== Work request ==
Scan the material that follows for lines with "below". Answer with how many there are, nothing else.
§ §
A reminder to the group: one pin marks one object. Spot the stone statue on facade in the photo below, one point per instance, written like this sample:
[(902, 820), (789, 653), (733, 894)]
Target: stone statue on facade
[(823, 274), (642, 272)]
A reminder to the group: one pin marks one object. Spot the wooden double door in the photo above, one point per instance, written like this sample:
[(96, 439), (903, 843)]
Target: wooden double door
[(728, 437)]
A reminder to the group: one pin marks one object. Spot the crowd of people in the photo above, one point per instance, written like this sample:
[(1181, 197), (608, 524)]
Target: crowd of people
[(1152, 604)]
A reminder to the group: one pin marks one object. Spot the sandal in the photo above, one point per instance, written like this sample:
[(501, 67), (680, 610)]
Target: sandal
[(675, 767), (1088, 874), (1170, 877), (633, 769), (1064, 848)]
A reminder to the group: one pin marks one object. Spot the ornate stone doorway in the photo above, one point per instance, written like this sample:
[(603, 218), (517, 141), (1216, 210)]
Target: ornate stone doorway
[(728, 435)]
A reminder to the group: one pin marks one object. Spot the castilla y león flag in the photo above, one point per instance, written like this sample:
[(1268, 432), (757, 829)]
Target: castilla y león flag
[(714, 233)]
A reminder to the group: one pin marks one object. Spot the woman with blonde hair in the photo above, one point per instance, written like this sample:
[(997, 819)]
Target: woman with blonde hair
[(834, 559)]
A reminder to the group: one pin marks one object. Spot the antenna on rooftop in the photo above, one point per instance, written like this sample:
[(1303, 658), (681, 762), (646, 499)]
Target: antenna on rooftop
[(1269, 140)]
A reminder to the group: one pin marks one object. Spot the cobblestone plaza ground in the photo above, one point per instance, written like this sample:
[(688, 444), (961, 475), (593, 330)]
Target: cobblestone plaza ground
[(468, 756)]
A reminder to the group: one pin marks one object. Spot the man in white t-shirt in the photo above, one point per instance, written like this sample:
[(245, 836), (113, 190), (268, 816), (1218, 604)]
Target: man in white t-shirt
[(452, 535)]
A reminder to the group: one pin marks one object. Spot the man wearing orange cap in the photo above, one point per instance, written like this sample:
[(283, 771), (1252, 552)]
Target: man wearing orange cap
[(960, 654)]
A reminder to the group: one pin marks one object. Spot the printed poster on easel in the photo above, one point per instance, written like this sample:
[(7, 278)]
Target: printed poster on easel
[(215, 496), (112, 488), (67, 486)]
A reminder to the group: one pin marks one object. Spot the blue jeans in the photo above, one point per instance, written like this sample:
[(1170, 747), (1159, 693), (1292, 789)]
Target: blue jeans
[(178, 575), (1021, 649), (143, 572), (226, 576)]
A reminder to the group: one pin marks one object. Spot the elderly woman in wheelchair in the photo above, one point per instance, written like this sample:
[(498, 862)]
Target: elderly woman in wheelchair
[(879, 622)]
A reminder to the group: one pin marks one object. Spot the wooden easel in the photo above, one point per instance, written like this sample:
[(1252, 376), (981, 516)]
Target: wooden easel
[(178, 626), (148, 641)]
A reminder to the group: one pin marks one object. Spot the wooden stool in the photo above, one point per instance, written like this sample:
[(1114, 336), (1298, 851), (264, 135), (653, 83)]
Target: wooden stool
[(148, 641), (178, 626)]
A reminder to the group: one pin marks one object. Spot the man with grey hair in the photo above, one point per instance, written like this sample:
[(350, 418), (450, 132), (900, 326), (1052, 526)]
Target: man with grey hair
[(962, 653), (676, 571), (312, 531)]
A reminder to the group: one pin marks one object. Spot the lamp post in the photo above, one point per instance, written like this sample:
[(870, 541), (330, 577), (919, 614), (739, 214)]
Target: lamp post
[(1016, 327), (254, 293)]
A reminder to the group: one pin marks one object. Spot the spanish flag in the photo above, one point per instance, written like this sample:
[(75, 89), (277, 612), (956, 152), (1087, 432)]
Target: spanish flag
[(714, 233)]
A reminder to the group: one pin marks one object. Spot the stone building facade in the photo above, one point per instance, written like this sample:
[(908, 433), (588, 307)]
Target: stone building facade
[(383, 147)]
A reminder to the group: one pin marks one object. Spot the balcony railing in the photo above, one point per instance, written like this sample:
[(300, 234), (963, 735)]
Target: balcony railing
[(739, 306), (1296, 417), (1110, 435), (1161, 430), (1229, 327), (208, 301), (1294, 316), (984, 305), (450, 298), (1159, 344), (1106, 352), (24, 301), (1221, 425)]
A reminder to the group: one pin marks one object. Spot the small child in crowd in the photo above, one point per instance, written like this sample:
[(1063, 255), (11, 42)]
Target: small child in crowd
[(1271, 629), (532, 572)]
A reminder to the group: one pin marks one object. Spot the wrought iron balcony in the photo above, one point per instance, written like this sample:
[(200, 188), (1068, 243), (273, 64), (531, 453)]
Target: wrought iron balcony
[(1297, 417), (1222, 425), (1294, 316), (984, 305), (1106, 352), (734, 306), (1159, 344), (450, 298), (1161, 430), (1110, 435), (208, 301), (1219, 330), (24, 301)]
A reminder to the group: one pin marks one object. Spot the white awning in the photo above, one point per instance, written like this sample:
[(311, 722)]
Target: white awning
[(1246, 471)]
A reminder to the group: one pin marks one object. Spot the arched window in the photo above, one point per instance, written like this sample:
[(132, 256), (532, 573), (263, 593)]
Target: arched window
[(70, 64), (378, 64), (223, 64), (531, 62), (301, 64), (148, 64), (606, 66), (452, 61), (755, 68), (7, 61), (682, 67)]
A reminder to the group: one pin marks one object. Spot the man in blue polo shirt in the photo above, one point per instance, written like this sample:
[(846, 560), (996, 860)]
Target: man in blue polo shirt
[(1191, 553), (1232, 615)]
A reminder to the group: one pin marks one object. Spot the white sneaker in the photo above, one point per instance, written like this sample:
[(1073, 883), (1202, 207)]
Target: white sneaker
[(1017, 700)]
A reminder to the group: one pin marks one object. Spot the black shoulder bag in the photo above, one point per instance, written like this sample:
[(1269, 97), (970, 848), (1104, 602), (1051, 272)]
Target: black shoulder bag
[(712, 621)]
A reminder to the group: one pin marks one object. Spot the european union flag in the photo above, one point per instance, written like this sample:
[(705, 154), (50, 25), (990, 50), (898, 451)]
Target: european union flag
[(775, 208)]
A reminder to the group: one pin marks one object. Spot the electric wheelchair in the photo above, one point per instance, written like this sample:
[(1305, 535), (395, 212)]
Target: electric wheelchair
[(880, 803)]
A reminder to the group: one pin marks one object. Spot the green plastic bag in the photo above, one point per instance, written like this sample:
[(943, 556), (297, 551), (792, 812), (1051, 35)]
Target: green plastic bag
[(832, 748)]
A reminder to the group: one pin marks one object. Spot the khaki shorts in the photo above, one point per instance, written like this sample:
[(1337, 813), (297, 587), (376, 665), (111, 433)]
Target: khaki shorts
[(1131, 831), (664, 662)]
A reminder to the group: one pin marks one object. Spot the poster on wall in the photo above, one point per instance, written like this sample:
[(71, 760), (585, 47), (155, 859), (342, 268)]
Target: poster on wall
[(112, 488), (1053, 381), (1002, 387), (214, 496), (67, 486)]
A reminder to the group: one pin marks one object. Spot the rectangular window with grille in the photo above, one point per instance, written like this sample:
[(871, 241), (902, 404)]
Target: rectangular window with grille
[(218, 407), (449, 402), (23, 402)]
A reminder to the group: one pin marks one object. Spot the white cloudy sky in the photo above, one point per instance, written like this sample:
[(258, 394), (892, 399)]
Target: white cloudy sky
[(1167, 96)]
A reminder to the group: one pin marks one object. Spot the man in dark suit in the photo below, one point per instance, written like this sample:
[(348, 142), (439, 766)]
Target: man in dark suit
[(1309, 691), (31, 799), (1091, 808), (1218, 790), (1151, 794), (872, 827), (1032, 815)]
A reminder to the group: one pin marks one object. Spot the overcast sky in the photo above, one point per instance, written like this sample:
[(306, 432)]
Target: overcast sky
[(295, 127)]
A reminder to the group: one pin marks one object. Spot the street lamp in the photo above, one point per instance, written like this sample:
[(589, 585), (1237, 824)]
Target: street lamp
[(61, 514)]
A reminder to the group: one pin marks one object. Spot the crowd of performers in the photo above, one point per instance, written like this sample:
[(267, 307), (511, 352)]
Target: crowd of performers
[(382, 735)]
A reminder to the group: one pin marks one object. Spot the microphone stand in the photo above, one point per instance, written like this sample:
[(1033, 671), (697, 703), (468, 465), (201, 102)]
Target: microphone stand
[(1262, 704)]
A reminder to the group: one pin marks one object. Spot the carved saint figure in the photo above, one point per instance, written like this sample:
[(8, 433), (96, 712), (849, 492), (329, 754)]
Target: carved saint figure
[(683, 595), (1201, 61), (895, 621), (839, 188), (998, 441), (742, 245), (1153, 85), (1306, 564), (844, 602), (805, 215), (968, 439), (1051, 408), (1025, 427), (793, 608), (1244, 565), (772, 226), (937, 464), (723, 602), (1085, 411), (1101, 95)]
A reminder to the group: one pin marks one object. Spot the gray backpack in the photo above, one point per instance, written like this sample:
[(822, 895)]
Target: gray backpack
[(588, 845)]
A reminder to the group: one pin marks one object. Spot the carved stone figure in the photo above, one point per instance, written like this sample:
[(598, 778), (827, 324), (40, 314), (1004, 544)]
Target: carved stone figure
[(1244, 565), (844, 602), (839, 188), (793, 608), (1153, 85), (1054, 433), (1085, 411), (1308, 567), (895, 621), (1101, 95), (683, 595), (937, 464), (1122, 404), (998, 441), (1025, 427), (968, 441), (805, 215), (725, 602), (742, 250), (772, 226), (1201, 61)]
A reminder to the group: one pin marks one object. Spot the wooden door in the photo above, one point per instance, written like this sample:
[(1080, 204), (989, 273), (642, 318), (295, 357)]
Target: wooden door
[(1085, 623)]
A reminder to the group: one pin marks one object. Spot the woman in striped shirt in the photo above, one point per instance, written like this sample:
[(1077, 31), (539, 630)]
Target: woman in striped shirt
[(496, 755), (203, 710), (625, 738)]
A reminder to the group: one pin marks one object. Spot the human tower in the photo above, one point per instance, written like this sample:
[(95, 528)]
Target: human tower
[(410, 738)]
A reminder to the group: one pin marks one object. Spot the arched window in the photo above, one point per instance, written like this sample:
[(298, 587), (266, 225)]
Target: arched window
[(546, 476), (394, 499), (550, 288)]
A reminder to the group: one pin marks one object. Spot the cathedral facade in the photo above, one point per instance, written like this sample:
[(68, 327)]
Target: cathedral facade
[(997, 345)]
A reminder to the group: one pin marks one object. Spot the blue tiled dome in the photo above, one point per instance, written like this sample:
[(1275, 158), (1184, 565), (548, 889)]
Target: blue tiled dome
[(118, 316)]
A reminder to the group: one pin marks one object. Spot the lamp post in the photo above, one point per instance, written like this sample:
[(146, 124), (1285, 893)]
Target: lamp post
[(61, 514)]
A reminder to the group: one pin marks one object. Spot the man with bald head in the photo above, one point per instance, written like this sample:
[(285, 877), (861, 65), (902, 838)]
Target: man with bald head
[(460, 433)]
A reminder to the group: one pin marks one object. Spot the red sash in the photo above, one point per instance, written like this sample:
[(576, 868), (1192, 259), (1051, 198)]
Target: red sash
§ §
== Response to the exercise ==
2